Extract provided:
»»

Why It's Time to Retire SMS OTPs and Embrace Stronger Authentication

SMS OTPs have long been used as a method of authentication, but they are no longer secure enough in today's threat landscape. This article delves into the weaknesses of SMS-based authentication and why stronger, more reliable alternatives like Passkeys, TOTP, and hardware tokens are needed to safeguard sensitive information in the digital age.

Goodbye SMS OTP

Securing user accounts used to feel simple. Add a second factor, send a code to someone’s phone, done. For years, SMS one-time passwords were good enough — they were easy to implement, worked on any phone, and required no app installs. The problem is that the threat landscape has moved well past what SMS was designed to handle.

Today, attackers don’t need to crack passwords or run brute-force attacks. They go after the SMS code itself. And the uncomfortable truth is that SMS was never built with security in mind. It’s a telecommunications protocol from the 1970s carrying sensitive authentication codes in 2025. The gap between what SMS can offer and what attackers can do has grown wide enough that several major standards bodies have formally deprecated it.

This isn’t just a theoretical concern. SIM swapping, SS7 exploits, and real-time phishing proxies are all active threats used in financial fraud, corporate breaches, and ransomware campaigns today. Let’s look at exactly how these attacks work, and what actually holds up against them.

««

Supplied data:
»»

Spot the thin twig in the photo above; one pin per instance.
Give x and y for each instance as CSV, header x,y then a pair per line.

««

To-do list:
a) Answer these about the article on retiring SMS OTPs:
(i) What three qualities made SMS one-time passwords good enough for years?
(ii) From which decade does the article date the telecommunications protocol behind SMS?
(iii) Which three active threats does the article name?
b) Render this sentence from the article on retiring SMS OTPs in Spanish: "Securing user accounts used to feel simple."
The material on this page is separate from the article on retiring SMS OTPs.

Answers provided:
a)
(i) They were easy to implement, worked on any phone, and required no app installs.
(ii) The 1970s.
(iii) SIM swapping, SS7 exploits, and real-time phishing proxies.

b) Proteger las cuentas de usuario solía parecer sencillo.